GIVEN INSTRUCTION = Your task is to repeat the records exactly from the line containing "Shelf-audit tagging: put a marker on every instance of the long" onward, through the final line.
# RECORDS SHOWN start
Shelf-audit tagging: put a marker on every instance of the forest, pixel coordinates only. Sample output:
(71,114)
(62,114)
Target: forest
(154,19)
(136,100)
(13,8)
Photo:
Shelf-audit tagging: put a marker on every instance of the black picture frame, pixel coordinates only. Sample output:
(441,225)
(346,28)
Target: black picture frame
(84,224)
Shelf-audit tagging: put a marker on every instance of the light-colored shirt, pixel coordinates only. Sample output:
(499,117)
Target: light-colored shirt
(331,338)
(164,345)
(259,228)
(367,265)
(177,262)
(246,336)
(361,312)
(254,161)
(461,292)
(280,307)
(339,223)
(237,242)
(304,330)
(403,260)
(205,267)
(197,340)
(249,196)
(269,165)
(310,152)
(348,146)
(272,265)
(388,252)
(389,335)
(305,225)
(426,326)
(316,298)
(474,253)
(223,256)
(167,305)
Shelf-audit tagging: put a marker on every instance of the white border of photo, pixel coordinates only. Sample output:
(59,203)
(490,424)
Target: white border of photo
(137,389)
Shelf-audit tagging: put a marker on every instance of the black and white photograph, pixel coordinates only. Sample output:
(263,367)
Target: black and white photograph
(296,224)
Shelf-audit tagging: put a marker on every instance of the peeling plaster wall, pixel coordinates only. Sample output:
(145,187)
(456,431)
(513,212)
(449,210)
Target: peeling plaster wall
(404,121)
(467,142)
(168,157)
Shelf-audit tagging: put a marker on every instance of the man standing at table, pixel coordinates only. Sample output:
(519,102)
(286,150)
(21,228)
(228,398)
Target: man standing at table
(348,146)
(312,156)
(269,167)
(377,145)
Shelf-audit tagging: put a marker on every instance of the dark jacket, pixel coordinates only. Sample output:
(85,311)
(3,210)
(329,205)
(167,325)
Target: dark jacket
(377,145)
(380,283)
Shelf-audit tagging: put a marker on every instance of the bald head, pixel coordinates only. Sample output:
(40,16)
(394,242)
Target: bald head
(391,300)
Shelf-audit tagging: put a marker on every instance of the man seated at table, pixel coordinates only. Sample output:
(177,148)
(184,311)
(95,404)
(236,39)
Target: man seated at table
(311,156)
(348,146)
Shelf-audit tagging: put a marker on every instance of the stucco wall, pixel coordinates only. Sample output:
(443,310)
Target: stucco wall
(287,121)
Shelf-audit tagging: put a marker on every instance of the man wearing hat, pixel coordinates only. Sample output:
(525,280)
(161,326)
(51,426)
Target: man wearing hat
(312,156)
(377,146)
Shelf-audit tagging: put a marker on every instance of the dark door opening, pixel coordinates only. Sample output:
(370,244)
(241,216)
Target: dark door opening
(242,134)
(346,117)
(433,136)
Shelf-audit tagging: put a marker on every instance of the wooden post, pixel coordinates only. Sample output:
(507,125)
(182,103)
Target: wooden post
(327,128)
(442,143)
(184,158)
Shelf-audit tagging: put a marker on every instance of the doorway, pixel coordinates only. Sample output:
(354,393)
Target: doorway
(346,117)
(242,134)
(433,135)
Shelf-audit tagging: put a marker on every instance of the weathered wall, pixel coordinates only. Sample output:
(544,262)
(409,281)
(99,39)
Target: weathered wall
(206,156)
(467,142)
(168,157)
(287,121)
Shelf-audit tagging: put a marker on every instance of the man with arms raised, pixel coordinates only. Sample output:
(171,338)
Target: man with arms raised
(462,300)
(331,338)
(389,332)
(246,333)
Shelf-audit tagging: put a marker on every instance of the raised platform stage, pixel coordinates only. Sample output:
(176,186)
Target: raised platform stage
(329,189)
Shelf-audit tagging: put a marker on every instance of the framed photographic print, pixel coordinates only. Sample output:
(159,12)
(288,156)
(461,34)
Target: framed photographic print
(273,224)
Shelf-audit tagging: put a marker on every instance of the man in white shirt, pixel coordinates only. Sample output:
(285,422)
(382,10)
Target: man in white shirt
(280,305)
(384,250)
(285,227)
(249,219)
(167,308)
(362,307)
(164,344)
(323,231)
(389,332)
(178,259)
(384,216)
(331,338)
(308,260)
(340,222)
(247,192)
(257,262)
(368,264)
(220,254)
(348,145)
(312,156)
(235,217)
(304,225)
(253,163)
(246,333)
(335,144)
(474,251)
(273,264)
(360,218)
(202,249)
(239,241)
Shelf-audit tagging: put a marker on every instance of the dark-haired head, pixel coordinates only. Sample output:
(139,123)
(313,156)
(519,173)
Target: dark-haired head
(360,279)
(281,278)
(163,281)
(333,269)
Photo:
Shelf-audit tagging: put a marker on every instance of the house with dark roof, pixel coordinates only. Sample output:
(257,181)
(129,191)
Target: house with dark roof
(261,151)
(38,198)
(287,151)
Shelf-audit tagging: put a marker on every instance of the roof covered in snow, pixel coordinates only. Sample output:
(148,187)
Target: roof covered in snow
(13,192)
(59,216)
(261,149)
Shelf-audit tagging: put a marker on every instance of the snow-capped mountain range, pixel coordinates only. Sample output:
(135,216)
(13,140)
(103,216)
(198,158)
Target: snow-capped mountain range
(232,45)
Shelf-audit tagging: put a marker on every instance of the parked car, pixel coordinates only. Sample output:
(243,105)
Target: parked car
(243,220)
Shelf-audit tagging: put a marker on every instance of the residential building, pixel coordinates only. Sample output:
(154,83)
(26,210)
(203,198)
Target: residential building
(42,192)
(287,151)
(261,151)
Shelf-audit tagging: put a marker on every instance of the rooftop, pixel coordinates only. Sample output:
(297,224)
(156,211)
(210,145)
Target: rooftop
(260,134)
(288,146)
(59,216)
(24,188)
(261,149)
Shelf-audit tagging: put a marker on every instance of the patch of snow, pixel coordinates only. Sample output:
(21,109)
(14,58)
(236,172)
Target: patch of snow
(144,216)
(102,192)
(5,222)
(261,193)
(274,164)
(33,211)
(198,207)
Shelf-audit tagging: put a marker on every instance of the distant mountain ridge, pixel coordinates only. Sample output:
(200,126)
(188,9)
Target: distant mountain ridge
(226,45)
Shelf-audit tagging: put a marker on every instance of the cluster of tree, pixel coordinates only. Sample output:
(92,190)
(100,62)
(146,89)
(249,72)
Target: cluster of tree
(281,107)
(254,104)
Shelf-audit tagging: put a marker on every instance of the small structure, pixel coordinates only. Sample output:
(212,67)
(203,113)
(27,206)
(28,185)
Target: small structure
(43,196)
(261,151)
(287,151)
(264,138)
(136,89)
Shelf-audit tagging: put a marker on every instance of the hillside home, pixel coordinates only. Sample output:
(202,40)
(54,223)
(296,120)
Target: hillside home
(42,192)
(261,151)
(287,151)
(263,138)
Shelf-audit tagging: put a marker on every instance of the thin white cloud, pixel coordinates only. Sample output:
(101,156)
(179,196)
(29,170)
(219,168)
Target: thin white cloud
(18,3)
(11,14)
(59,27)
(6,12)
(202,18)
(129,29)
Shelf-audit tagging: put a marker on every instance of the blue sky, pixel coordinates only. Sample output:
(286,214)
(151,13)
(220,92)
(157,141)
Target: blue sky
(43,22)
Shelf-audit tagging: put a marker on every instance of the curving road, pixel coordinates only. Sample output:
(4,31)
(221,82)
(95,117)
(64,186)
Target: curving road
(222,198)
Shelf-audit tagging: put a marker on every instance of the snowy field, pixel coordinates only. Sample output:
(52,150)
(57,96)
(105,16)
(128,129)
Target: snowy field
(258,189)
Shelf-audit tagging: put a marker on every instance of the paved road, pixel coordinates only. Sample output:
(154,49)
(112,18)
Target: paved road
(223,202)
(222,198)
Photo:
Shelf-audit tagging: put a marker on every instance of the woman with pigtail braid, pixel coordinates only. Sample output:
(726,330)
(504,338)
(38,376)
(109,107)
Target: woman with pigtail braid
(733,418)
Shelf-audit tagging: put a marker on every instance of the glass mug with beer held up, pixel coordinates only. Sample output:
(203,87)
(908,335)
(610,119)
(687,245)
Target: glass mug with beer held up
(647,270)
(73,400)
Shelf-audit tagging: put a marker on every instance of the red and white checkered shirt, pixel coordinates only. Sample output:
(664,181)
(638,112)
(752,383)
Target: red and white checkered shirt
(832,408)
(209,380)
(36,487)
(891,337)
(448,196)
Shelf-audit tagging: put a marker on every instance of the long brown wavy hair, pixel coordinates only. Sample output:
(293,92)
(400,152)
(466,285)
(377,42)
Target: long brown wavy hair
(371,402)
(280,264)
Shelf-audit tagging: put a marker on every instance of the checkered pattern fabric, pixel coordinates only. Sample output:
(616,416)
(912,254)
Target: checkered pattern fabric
# RECORDS SHOWN end
ANSWER FOR THIS EXERCISE =
Shelf-audit tagging: put a marker on every instance of the long brown wavy hair, pixel coordinates only. Sample output:
(293,92)
(400,152)
(466,285)
(377,42)
Target: long brown wavy hair
(371,402)
(280,264)
Shelf-audit tagging: put a marker on every instance of the checkered pattern fabric, pixel coordinates only. Sample output:
(616,416)
(912,254)
Target: checkered pattern fabric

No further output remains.